=== Section Start ===
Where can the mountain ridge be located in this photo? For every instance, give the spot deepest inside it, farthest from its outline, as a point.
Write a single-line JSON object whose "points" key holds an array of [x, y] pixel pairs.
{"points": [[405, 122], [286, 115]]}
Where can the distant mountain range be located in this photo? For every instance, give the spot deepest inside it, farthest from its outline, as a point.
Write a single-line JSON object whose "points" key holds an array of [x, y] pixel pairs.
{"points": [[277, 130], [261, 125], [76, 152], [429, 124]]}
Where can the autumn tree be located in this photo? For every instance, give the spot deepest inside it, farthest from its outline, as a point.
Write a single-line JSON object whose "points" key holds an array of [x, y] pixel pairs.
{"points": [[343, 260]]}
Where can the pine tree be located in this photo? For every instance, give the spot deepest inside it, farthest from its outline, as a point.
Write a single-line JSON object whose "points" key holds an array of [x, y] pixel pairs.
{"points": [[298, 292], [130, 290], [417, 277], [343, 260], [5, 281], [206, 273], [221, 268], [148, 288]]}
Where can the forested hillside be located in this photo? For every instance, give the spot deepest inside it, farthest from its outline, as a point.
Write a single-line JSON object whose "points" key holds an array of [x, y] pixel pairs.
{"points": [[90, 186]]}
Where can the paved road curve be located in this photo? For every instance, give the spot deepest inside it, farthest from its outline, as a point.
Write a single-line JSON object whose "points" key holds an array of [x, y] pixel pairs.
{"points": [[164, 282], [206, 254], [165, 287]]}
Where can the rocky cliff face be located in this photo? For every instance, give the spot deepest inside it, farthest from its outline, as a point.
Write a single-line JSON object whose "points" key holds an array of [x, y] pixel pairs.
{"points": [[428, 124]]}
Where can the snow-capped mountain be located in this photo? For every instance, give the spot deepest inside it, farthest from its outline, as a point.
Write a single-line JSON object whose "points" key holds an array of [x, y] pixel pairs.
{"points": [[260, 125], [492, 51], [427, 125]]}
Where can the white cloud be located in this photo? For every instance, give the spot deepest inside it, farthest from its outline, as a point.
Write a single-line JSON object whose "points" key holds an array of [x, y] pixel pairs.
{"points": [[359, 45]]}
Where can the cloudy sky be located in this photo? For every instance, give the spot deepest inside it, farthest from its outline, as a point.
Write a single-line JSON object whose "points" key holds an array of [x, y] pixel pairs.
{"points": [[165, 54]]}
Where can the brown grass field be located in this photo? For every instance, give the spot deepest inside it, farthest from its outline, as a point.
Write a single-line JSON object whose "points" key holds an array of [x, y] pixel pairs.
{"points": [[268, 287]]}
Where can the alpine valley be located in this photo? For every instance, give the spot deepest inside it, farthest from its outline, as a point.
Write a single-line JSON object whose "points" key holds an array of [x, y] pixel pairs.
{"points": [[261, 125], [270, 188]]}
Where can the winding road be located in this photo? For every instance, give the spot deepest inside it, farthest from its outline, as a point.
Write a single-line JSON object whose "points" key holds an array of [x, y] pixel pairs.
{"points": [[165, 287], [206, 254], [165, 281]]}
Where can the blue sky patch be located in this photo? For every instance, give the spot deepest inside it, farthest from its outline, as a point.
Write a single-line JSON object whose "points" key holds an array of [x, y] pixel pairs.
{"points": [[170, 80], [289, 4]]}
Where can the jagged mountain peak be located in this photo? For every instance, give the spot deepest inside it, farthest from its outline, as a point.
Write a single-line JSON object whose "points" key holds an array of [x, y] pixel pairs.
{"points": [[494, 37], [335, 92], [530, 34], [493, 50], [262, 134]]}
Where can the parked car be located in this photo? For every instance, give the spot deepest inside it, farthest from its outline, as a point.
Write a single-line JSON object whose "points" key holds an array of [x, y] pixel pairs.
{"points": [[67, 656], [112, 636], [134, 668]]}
=== Section End ===
## PROBLEM TO WORK ON
What is needed is an exact transcription of every entry.

## EXERCISE OUTPUT
Where can the mountain ridge be located in this photo? For every instance, give the spot deepest inside it, farthest from its outline, as a point.
Write a single-line JSON object whose "points" key holds an array of [x, y] pixel pairs.
{"points": [[405, 122], [286, 115]]}
Where can the distant mountain range be located in this photo? For every instance, give the spot deepest inside it, farthest from its outline, as a point.
Write a single-line JSON object whose "points" key holds an array of [x, y] pixel pairs.
{"points": [[277, 130], [261, 125], [76, 152], [429, 124]]}
Where can the autumn tree be located in this photo? For every instance, give the spot deepest inside it, farthest from its outline, as a point.
Write a single-line JSON object whose "points" key holds an array of [x, y] pixel pairs.
{"points": [[343, 260]]}
Where can the pine tree be located in this photo? For every instance, give the spot deepest inside it, farthest from its outline, as a point.
Write a single-line JSON object whose "points" key holds an array of [x, y] pixel pairs.
{"points": [[298, 292], [130, 290], [417, 277], [343, 260], [5, 281], [206, 273], [221, 268], [148, 288]]}
Where can the forested hillside be located in this photo? For every instance, give the spot deepest inside it, farthest from its outline, as a point.
Write a single-line JSON object whose "points" key holds an array of [x, y] pixel pairs.
{"points": [[90, 186]]}
Where can the paved road curve be located in this photo? For every instance, give the spot deepest inside it, farthest from its outline, as a point.
Write a single-line JSON object whose "points" key holds an array of [x, y] pixel pairs.
{"points": [[164, 282], [206, 254], [165, 287]]}
Where can the rocky cliff face be located in this photo? For every instance, give the spot deepest inside it, farthest from its outline, as a point.
Write a single-line JSON object whose "points" key holds an array of [x, y] pixel pairs.
{"points": [[428, 124]]}
Where can the snow-capped mountain be located in this photo? For every instance, give the spot deepest inside it, farthest from its outline, as a point.
Write a single-line JSON object whose "points" key holds an array of [x, y] pixel pairs.
{"points": [[260, 125], [492, 51], [427, 125]]}
Where can the white cloud be located in this photo? For every instance, give the spot deepest inside it, farthest from its outline, as a point.
Write a single-line JSON object whose "points" key holds an array of [x, y] pixel pairs.
{"points": [[359, 45]]}
Where can the cloudy sky be located in this photo? For every instance, give the spot deepest inside it, farthest from its outline, as a point.
Write a single-line JSON object whose "points" key holds an array of [x, y] pixel pairs.
{"points": [[165, 54]]}
Where can the brown grass field be located in this photo? For every instance, give the spot deepest inside it, farthest from its outline, as a point.
Write a single-line JSON object whose "points" key holds an array of [x, y] pixel pairs.
{"points": [[268, 287]]}
Where can the alpine valley be located in this photo? For every instance, give the spot deepest inside it, farthest from its outline, as a point.
Write a single-line JSON object whose "points" key holds an array of [x, y] pixel pairs.
{"points": [[261, 125], [270, 188]]}
Where can the winding road be located in this photo? For every instance, give the spot deepest inside it, farthest from its outline, as a point.
Write a single-line JSON object whose "points" key holds an array of [x, y] pixel pairs.
{"points": [[165, 287], [206, 254], [165, 281]]}
Where can the blue sky patch be located in this photo? For every instance, give the spot deepest inside it, farthest from its outline, as a point.
Write a single-line JSON object whose "points" key holds an array of [x, y] pixel pairs.
{"points": [[170, 80], [289, 4]]}
Where can the jagged mountain peak be located in this photo? For every instance, give the spot deepest inside it, farthest from its outline, as a point.
Write a single-line JSON object whose "points" key holds an array of [x, y] pixel pairs.
{"points": [[494, 37], [335, 92], [530, 34], [493, 50], [262, 134]]}
Where can the parked car be located in this photo? For every instance, give the spot deepest inside it, farthest from its outline, as a point.
Write a single-line JSON object whose "points" key holds an array of [x, y] pixel pairs.
{"points": [[67, 656], [112, 636], [134, 668]]}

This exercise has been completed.